Set task
Reproduce every row below verbatim, in its original order.

########################################

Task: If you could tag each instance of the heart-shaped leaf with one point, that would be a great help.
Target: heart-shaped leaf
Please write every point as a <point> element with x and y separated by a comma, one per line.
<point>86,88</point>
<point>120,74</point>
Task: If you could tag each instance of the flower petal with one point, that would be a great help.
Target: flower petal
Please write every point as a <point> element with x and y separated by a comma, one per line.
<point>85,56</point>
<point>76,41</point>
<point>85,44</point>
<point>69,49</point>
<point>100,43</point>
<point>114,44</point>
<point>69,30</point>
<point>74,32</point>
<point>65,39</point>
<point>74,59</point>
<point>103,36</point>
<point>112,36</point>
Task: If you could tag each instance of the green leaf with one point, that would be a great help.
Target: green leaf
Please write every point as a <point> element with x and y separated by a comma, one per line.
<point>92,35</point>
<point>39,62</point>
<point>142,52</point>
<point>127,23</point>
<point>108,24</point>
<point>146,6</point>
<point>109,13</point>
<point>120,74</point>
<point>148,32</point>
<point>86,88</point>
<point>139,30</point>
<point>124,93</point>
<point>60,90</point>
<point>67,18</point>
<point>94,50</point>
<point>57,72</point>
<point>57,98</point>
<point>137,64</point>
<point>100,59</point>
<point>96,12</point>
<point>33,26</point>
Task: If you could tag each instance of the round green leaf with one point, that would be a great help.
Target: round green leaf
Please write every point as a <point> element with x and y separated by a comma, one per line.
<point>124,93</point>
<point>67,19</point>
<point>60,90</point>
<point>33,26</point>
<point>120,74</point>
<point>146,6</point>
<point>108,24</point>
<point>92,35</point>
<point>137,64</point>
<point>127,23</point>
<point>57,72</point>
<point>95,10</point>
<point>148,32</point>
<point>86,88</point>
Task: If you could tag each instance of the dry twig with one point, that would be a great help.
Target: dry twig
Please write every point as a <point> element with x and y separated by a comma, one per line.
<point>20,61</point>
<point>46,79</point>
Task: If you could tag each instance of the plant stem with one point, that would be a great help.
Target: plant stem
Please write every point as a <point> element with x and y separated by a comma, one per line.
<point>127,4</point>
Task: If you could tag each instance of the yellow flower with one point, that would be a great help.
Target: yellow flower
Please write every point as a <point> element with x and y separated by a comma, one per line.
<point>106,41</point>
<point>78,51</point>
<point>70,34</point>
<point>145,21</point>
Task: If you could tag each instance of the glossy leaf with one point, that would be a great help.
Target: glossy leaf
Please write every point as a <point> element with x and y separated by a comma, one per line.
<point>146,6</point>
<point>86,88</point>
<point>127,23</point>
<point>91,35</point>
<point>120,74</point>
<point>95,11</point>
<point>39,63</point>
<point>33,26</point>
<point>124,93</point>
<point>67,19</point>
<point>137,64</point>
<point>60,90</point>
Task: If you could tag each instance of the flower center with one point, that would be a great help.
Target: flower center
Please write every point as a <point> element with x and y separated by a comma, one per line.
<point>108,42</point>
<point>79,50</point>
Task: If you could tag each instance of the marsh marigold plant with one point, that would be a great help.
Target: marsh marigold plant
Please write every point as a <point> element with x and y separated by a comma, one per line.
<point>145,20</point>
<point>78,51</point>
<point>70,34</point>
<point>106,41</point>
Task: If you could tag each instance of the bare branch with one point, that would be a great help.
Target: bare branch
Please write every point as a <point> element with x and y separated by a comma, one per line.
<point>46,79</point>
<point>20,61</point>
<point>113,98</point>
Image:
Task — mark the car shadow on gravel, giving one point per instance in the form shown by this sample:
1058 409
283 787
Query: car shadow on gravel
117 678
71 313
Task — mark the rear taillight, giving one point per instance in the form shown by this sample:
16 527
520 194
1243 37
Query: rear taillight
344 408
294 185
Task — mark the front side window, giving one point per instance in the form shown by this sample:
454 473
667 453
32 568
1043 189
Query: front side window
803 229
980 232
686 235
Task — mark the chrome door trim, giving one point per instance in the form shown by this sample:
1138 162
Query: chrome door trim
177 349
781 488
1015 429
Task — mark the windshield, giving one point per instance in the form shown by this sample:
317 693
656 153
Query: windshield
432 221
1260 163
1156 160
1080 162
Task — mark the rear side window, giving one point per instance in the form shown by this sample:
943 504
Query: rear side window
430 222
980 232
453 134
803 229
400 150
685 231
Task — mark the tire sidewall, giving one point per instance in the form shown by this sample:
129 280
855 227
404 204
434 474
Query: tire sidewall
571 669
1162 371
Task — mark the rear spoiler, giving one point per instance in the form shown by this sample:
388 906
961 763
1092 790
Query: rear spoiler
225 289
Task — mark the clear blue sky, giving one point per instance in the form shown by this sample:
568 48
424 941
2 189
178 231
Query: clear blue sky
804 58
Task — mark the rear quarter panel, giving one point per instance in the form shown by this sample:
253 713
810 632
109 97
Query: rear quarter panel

########################################

Task output
Task: If you could tag each instance of the heart-shaped leaf with one point, that would be a great help.
Target: heart-shaped leaf
Please write every point as a <point> element with x and y separated by a comma, one per line.
<point>86,88</point>
<point>120,74</point>
Task: If you could tag each instance of the flower petal with one point, that would be a great help.
Target: flower petal
Please write every point as a <point> element with x and y separated by a comma, one per line.
<point>85,56</point>
<point>76,41</point>
<point>85,44</point>
<point>69,49</point>
<point>100,43</point>
<point>114,44</point>
<point>69,30</point>
<point>74,32</point>
<point>65,39</point>
<point>74,59</point>
<point>103,36</point>
<point>112,36</point>
Task: If you could tag each instance of the green leaf with one point, that would be a great help.
Target: green leaf
Please write every point as a <point> element with x and y separated by a comma, one per line.
<point>92,35</point>
<point>39,62</point>
<point>142,52</point>
<point>127,23</point>
<point>108,24</point>
<point>146,6</point>
<point>109,13</point>
<point>120,74</point>
<point>148,32</point>
<point>86,88</point>
<point>139,30</point>
<point>124,93</point>
<point>60,90</point>
<point>67,18</point>
<point>94,50</point>
<point>57,72</point>
<point>57,98</point>
<point>137,64</point>
<point>100,59</point>
<point>96,12</point>
<point>33,26</point>
Task: If you could tag each instance of the round green leaf with one point, that would be a great help.
Target: round green leaf
Please write every point as a <point> element with x and y separated by a comma, one per line.
<point>124,93</point>
<point>67,19</point>
<point>60,90</point>
<point>33,26</point>
<point>120,74</point>
<point>146,6</point>
<point>108,24</point>
<point>92,35</point>
<point>137,64</point>
<point>127,23</point>
<point>57,72</point>
<point>95,10</point>
<point>148,32</point>
<point>86,88</point>
Task: If you could tag each instance of the dry twig with one point, that would be a great help.
Target: dry twig
Please write every point as a <point> element with x and y separated by a comma, one per line.
<point>20,61</point>
<point>46,79</point>
Task: If you could tag each instance of the plant stem with one point, that would be a great help.
Target: plant stem
Please write every point as a <point> element with x and y separated by a comma, one per line.
<point>127,4</point>
Task: If you could tag each instance of the yellow flower with one point, that would be a great help.
Target: yellow flower
Please write every point as a <point> element with x and y separated by a comma, one per line.
<point>106,41</point>
<point>78,51</point>
<point>70,34</point>
<point>145,21</point>
Task: If you could tag each instance of the glossy leaf with one point, that would be a great help.
Target: glossy leaf
Please write every point as a <point> element with x and y separated by a comma, one per line.
<point>146,6</point>
<point>86,88</point>
<point>127,23</point>
<point>91,35</point>
<point>120,74</point>
<point>95,11</point>
<point>39,63</point>
<point>33,26</point>
<point>124,93</point>
<point>67,19</point>
<point>137,64</point>
<point>60,90</point>
Task: If you could tag each instance of the flower center with one point, that would be a great help.
Target: flower center
Please write every point as a <point> element with x and y separated by a comma, one per line.
<point>108,42</point>
<point>79,50</point>
Task: If you could tag each instance of the marsh marigold plant with one point, that would be a great help.
Target: marsh marigold plant
Please write every point as a <point> element with x and y separated by a comma, one per line.
<point>145,20</point>
<point>78,51</point>
<point>70,34</point>
<point>106,41</point>
Task: If you could tag each instance of the bare branch with one point, that would be a great help.
Target: bare branch
Please write every point as a <point> element with x and y separated by a comma, one per line.
<point>46,79</point>
<point>20,61</point>
<point>113,98</point>
Image:
Task — mark the car shadow on gravel, giving one point per instance in the form shown by this sample:
1058 409
283 787
Query: car shadow on gravel
117 678
71 313
Task — mark the rear taillight, giving one point per instance in the form shown by this sample:
16 527
520 194
1243 37
Query: rear taillight
344 408
294 185
Task — mark the front side window, giving one point per instance in the form shown by this sample:
454 473
667 453
32 568
1043 189
Query: front side window
803 229
980 232
686 235
Task — mark the chrome door trim, giving one point per instance in the form shown by this sample:
1138 162
Query: chrome door trim
177 349
781 488
1015 429
Task — mark the windshield, giving one point per instance in the form shown by this sample:
317 693
656 153
Query: windshield
432 221
1260 163
1156 160
1080 162
Task — mark the rear side window, giving one point per instance in the form shown by this sample:
943 504
Query: rear side window
430 222
980 232
453 134
803 229
400 150
685 231
Task — mark the tire sidewall, giving one point per instance in the form shown by this sample:
129 280
855 227
404 204
434 474
Query: tire sidewall
571 669
1162 371
Task — mark the rear spoiler, giving one point per instance in the form shown by this sample:
388 906
961 763
1092 790
Query: rear spoiler
225 289
Task — mark the clear blue sky, giving one point per instance in the form shown by this sample:
568 48
424 941
2 189
178 231
Query: clear blue sky
804 58
Task — mark the rear quarter panel, giving one point per instance in the form shown by this sample:
253 713
810 632
109 97
Query: rear quarter panel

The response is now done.